Title : Honour The Dead

Author: John Anthony Miller

Genre: Historical Mystery

Pages:341 

Endeavour Media

book synopsis

Six English survivors of the Great War – four men and two women – converge on Lake Como, Italy in 1921. The result: one corpse and one killer... 

Psychiatrist Joseph Barnett is treating wealthy socialite Penelope Jones for schizophrenia at a sanitarium in Como. She is convinced someone is trying to kill her. 

Penelope is married to war veteran Alexander Cavendish, hero of the Battle of the Somme. Barnett knows – and hates – Cavendish from the trenches where both were officers during the battle: one was trying to save lives, the other take them. 

Both men had been wounded and treated at a hospital in Amiens where Bartlett met and later married Rose who worked there as a nurse. But why does Rose also harbour an intense animosity towards Cavendish? 

 

My thoughts

Rating: 4

Would I recommend it ? yes

Will I give this author a second try ? yes

What got me to pick it up was when it said Six arrived - five survive , because it kind of give off the vibes of something I would of picked up if written by Agatha Christie , it kind of was like something she would of wrote but it was also different in some ways. Over all it was still good to read , the  characters was and where  engaging and complex. Especially Penelope Jones because there was times I thought she was just plain crazy , and there was times I thought if someone was trying to kill her it has to be someone close to her . As for the story it self it, the story  plot  was well written and  tricky enough to keep the best guessing, but with enough clues to let the reader play along. The story came to life as did the characters and that is something that definitely reminds me of Agatha Christine. I can see it as a TV mini-series if they could and would do it right , with that said I want to think Netgalley for letting me read and review it exchange for my honest opinion.

■ **Extracted information**:

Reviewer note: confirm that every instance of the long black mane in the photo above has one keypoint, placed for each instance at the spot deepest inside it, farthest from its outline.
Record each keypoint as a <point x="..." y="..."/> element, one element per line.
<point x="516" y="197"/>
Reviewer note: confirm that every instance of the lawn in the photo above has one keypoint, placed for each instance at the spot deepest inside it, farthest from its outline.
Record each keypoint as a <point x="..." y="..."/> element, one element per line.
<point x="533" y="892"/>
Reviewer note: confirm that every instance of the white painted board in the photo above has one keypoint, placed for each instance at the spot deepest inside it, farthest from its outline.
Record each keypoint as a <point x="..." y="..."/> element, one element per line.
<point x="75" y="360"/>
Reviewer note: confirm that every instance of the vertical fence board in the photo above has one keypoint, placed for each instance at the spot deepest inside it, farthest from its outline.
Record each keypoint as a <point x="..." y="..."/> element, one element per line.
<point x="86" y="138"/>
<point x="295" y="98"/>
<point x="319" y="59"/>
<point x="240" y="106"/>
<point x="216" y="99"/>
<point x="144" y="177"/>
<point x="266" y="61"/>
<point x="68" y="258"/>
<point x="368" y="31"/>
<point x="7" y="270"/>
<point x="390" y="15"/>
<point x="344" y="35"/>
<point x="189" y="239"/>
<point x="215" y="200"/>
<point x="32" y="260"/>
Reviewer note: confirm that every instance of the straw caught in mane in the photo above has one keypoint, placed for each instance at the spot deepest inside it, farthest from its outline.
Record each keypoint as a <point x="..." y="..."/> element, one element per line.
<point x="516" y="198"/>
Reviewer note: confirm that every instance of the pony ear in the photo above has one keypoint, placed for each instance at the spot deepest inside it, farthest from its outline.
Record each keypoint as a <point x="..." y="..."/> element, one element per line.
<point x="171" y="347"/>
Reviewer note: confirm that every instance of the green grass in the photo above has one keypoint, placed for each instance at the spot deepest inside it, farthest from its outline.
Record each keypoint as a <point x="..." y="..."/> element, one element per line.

■ **Brief**: Rewrite the passage of the book review starting at "Penelope is married" and ending at "other take them.", changing "war veteran" to "former soldier".

■ **Task response**:
Penelope is married to former soldier Alexander Cavendish, hero of the Battle of the Somme. Barnett knows – and hates – Cavendish from the trenches where both were officers during the battle: one was trying to save lives, the other take them.